**Extracted information**
=-=-=-=-=
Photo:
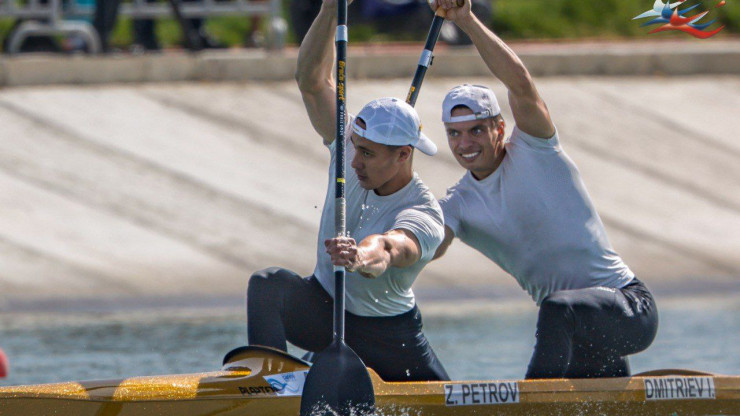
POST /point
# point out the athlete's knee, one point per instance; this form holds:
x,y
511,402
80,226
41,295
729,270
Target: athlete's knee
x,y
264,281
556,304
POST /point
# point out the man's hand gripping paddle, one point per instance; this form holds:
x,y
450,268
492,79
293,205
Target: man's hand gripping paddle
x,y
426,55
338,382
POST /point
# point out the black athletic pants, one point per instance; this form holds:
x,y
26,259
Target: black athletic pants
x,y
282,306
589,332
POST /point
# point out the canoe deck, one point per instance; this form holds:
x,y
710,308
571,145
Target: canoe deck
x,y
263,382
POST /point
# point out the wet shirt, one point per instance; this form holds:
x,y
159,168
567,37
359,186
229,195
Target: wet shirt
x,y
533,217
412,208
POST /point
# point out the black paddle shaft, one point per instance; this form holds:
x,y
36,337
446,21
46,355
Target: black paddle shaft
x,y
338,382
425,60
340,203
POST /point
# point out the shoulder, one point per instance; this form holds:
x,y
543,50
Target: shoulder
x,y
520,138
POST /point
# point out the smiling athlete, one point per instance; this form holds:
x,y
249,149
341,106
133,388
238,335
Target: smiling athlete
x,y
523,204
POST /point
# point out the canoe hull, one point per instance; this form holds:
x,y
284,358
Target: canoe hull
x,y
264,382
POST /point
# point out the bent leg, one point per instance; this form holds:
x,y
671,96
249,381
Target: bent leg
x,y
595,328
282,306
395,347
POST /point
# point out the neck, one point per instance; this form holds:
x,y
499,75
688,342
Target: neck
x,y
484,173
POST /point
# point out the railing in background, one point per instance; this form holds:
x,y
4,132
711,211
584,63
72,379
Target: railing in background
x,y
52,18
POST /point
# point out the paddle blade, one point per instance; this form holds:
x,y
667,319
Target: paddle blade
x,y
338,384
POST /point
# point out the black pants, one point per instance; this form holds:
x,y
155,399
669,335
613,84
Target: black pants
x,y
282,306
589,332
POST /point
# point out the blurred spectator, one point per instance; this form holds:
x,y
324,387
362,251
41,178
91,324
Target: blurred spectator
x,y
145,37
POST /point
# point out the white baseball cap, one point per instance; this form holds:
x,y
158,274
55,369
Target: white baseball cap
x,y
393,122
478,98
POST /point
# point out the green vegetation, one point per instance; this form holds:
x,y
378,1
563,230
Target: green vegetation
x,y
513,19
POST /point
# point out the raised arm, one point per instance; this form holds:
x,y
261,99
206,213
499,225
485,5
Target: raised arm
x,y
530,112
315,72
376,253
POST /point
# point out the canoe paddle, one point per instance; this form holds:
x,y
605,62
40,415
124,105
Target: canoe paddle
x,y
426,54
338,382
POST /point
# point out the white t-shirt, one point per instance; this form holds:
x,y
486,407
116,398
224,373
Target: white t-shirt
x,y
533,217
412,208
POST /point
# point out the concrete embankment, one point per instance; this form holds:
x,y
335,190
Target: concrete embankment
=-=-=-=-=
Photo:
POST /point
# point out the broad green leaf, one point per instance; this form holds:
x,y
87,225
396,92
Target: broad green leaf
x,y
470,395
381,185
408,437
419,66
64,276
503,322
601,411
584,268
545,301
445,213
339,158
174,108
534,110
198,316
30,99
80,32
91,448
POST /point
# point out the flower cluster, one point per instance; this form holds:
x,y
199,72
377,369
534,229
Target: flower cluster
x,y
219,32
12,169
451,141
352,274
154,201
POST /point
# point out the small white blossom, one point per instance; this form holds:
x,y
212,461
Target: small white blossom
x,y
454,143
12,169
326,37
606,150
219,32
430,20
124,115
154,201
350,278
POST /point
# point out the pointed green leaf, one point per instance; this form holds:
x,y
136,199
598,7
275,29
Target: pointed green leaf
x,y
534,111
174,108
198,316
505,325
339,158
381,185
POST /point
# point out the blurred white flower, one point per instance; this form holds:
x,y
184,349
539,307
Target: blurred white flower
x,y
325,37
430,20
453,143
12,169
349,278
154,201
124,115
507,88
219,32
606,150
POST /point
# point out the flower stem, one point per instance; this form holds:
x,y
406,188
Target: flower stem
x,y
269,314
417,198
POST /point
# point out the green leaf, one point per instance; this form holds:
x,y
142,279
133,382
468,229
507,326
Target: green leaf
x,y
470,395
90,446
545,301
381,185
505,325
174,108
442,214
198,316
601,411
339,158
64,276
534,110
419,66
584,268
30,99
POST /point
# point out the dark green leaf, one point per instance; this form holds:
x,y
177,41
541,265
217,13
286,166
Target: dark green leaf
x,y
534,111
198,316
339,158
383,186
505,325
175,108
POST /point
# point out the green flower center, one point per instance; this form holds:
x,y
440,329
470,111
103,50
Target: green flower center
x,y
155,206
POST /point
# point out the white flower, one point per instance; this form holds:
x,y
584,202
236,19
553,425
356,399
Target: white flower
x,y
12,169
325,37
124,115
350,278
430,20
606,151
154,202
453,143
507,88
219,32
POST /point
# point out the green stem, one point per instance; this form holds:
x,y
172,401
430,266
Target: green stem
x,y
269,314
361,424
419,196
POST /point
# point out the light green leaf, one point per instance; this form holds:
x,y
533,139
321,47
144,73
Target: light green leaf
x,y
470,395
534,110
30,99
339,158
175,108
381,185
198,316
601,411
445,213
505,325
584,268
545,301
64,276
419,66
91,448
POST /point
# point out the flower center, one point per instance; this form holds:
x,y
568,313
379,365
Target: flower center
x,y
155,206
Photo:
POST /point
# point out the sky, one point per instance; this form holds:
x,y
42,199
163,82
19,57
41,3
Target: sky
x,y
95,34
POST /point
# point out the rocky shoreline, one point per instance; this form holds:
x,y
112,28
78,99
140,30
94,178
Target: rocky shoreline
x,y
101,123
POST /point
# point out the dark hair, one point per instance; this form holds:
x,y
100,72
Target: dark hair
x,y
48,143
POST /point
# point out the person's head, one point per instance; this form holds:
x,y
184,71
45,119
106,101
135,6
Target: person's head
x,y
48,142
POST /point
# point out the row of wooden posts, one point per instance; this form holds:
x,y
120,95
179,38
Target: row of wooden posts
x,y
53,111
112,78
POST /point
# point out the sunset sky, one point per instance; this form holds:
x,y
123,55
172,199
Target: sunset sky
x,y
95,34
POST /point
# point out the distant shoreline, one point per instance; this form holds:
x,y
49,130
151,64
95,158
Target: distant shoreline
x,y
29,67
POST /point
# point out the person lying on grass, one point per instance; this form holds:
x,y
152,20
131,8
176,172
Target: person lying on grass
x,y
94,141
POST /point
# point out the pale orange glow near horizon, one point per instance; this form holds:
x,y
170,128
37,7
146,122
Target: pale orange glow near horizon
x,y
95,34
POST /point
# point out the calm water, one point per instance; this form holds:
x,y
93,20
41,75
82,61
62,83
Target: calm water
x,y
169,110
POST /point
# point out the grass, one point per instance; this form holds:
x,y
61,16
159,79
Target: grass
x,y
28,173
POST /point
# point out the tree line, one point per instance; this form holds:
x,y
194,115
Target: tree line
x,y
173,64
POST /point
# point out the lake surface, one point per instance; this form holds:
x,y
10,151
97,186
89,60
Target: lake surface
=-=-=-=-=
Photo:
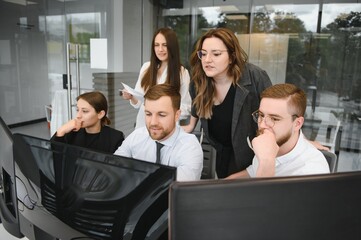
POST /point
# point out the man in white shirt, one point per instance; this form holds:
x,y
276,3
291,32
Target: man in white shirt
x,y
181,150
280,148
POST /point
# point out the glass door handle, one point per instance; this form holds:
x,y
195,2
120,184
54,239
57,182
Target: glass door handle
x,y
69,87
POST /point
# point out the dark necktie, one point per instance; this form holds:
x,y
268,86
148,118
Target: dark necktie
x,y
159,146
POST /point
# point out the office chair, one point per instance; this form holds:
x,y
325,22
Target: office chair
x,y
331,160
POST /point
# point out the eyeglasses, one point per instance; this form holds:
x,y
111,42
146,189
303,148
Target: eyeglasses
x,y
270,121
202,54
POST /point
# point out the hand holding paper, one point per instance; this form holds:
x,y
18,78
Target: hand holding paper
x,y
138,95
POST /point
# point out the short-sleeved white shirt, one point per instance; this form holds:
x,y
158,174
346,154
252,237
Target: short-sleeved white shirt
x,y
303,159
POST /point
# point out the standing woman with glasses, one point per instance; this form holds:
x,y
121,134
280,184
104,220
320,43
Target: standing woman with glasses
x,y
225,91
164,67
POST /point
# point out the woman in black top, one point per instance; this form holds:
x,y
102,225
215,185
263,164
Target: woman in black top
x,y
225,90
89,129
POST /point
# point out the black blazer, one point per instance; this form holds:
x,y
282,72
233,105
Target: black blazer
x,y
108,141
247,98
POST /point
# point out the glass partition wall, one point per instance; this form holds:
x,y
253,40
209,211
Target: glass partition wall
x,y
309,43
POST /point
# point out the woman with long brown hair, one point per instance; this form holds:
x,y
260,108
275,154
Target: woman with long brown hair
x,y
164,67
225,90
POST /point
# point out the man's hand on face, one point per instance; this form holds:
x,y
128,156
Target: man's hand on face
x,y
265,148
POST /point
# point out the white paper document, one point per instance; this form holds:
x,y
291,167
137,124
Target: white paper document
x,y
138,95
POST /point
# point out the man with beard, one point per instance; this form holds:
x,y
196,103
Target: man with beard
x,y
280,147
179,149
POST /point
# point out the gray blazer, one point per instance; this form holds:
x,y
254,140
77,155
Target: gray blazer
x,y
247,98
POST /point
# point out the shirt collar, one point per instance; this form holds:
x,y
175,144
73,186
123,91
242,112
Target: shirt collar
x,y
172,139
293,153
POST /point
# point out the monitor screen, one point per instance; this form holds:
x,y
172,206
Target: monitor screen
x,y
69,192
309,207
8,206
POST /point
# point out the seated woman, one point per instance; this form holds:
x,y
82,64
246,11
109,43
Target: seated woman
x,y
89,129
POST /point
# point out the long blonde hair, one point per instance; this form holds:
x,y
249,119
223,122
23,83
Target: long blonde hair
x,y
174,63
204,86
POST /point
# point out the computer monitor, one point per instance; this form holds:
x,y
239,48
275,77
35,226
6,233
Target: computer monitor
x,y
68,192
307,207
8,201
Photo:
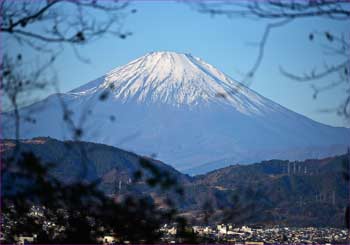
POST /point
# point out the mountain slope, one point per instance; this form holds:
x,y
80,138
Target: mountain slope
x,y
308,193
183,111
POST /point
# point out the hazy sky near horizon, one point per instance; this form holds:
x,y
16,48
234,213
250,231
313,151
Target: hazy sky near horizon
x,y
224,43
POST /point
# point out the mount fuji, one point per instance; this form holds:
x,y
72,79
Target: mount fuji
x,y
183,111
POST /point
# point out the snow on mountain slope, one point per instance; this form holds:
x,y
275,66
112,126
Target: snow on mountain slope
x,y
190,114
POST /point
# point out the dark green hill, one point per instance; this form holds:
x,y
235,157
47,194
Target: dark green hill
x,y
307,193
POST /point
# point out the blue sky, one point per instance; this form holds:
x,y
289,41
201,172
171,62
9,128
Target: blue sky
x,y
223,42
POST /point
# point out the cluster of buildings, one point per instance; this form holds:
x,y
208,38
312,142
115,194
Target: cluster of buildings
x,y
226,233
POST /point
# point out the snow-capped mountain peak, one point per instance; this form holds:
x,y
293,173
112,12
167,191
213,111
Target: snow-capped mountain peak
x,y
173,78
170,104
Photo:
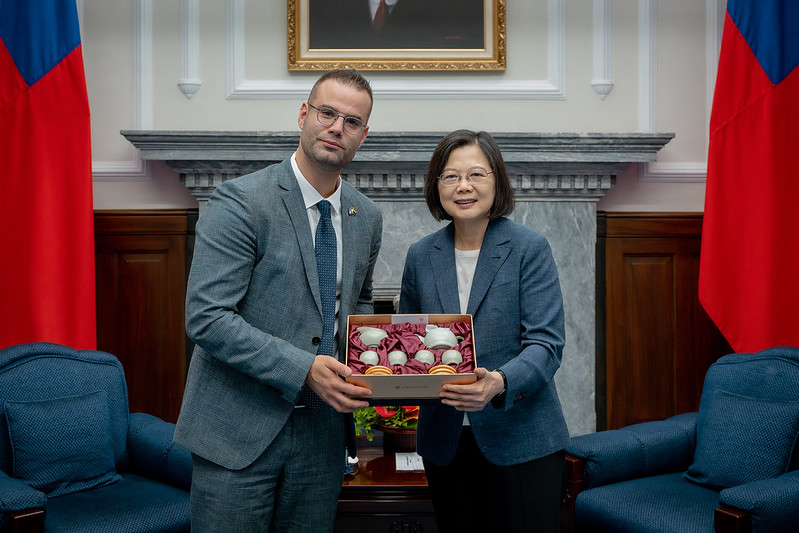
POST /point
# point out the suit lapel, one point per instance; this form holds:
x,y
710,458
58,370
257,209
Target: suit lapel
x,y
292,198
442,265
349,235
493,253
=-=-=-=-=
**What is asked**
Which lines in the records above contain the word "computer"? Collect each of them and copy it in full.

**Written answer**
# point out the computer monitor, one point per instance; this form holds:
Target: computer monitor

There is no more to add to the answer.